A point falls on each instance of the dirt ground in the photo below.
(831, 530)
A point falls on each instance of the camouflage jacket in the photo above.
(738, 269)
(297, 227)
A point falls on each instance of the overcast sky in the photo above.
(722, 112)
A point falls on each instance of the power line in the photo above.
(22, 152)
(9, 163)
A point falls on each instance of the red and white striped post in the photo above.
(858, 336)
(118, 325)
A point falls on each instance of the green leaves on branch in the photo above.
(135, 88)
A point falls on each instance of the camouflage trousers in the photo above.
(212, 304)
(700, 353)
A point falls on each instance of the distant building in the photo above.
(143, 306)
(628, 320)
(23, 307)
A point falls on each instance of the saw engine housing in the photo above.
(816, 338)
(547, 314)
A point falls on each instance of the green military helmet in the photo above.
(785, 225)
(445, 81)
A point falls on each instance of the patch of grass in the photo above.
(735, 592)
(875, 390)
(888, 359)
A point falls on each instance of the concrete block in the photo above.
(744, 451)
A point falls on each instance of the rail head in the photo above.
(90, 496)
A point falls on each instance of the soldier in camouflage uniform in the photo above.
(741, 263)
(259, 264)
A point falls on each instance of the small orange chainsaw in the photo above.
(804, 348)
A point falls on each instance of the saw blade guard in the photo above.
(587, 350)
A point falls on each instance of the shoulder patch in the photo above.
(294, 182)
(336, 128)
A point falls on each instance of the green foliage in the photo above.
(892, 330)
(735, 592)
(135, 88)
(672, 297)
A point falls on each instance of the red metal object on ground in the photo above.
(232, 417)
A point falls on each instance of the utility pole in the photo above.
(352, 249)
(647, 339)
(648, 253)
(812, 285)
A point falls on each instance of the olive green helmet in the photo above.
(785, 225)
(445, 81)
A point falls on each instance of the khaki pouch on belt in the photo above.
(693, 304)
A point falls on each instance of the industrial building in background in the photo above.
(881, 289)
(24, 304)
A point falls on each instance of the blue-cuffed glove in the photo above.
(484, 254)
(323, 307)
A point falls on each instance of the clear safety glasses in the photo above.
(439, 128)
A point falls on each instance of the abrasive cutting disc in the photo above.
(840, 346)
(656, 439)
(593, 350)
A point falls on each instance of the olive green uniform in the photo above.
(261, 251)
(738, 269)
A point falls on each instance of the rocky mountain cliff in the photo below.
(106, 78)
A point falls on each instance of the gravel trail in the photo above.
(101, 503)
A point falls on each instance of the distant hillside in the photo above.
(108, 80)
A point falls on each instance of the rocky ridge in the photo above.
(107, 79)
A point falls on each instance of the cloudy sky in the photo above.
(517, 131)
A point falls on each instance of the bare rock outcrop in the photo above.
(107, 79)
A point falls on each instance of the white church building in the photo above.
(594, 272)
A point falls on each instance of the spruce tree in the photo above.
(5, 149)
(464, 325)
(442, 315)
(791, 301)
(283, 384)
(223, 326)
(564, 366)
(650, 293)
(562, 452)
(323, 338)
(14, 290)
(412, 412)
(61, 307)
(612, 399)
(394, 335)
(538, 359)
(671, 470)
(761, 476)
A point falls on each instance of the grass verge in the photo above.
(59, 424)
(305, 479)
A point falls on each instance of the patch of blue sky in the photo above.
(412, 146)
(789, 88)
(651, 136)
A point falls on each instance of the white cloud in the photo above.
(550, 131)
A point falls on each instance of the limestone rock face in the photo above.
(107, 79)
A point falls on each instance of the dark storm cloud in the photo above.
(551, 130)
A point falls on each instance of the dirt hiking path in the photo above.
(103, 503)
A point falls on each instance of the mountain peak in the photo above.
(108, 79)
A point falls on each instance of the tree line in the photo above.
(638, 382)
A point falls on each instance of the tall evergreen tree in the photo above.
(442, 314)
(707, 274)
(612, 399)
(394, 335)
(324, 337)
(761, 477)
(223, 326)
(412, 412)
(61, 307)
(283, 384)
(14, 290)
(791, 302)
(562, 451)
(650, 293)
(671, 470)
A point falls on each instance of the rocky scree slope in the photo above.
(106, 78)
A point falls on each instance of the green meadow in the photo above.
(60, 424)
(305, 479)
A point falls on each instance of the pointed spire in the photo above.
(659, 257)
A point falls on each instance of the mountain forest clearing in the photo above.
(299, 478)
--------------------------------------------------
# [WHAT NEEDS TO BE DONE]
Quote each line of the data above exactly as written.

# [RESPONSE TO THE TASK]
A point falls on each instance of the dirt ground in the photo below.
(831, 530)
A point falls on each instance of the camouflage jacket in the photo above.
(738, 269)
(297, 227)
A point falls on each instance of the overcast sky in the photo above.
(722, 112)
A point falls on each instance of the power line in the photo above.
(22, 152)
(9, 163)
A point falls on each instance of the red and white striped post in the photo above.
(858, 336)
(118, 325)
A point falls on each instance of the green leaves on branch in the photo above.
(135, 88)
A point falls on each instance of the camouflage trousers in the photo above.
(212, 304)
(700, 353)
A point falls on each instance of the distant building in the photo above.
(143, 306)
(628, 320)
(23, 307)
A point falls on each instance of the saw engine housing in the photo above.
(816, 338)
(547, 314)
A point falls on each instance of the green military helmet in the photo above.
(785, 225)
(445, 81)
A point falls on each instance of the patch of grass in the photo above.
(735, 592)
(875, 390)
(888, 359)
A point falls on each instance of the concrete block in the photo above.
(744, 451)
A point falls on each instance of the rail head in the photo above.
(90, 496)
A point falls on each instance of the soldier in camouflage uniform in the photo above.
(741, 263)
(259, 264)
A point falls on each instance of the small orange chainsaw in the photo above.
(804, 348)
A point falls on each instance of the saw blade guard in the photo above.
(587, 350)
A point falls on each instance of the shoulder patch in the photo above.
(294, 182)
(336, 128)
A point falls on each instance of the green foliage in the photo above.
(892, 330)
(735, 592)
(135, 88)
(672, 297)
A point falls on each instance of the red metal object on ground in the photo above.
(232, 417)
A point falls on each instance of the utility pole in the photo above.
(352, 249)
(647, 339)
(648, 253)
(812, 285)
A point falls on each instance of the olive green helmet in the photo above.
(785, 225)
(445, 81)
A point falls on each instance of the khaki pouch on belt in the photo above.
(693, 304)
A point falls on each instance of the industrial building in background in the photo above.
(881, 289)
(24, 304)
A point falls on each instance of the blue-cuffed glove in the photo above.
(484, 254)
(323, 307)
A point falls on each instance of the clear safety glasses in the photo above.
(439, 128)
A point falls on each instance of the abrasive cutting disc in the photo above.
(840, 346)
(656, 439)
(593, 350)
A point falls on each instance of the olive green uniform in the photo above.
(261, 251)
(738, 269)
A point falls on each instance of the rocky mountain cliff in the photo below.
(106, 78)
A point falls on each instance of the gravel trail in the photo above.
(101, 503)
A point falls on each instance of the distant hillside in the photo above.
(108, 80)
A point falls on each instance of the rocky ridge in the photo above.
(107, 79)
A point falls on each instance of the cloudy sky in the photo above.
(517, 131)
A point falls on each instance of the bare rock outcrop in the photo above.
(107, 79)
A point falls on each instance of the white church building in the photo above.
(594, 272)
A point falls on each instance of the spruce tree in the photo above.
(5, 149)
(464, 325)
(442, 315)
(791, 301)
(283, 384)
(223, 326)
(564, 366)
(650, 293)
(562, 452)
(323, 338)
(14, 290)
(412, 412)
(61, 307)
(612, 399)
(394, 335)
(538, 359)
(671, 470)
(761, 476)
A point falls on each instance of the grass verge in the photo above.
(59, 424)
(305, 479)
A point falls on each instance of the patch of blue sky in the photo above.
(412, 146)
(789, 88)
(651, 136)
A point falls on each instance of the white cloud in the photo above.
(550, 131)
A point falls on each instance of the limestone rock face in the photo above.
(107, 79)
A point falls on each instance of the dark storm cloud in the photo above.
(551, 130)
A point falls on each instance of the dirt hiking path in the photo above.
(103, 503)
A point falls on each instance of the mountain peak in the photo above.
(108, 79)
A point falls on each instance of the tree line in the photo above.
(638, 382)
A point falls on each instance of the tall evergreen tree in the photo above.
(442, 314)
(707, 274)
(612, 399)
(394, 335)
(324, 337)
(761, 477)
(223, 326)
(412, 412)
(61, 307)
(283, 384)
(14, 290)
(791, 302)
(562, 451)
(650, 293)
(671, 470)
A point falls on each instance of the rocky scree slope in the photo above.
(106, 78)
A point falls on each instance of the green meadow in the photo above.
(60, 424)
(305, 479)
A point falls on each instance of the pointed spire in the photo above.
(659, 257)
A point falls on each instance of the mountain forest clearing in the photo above.
(299, 478)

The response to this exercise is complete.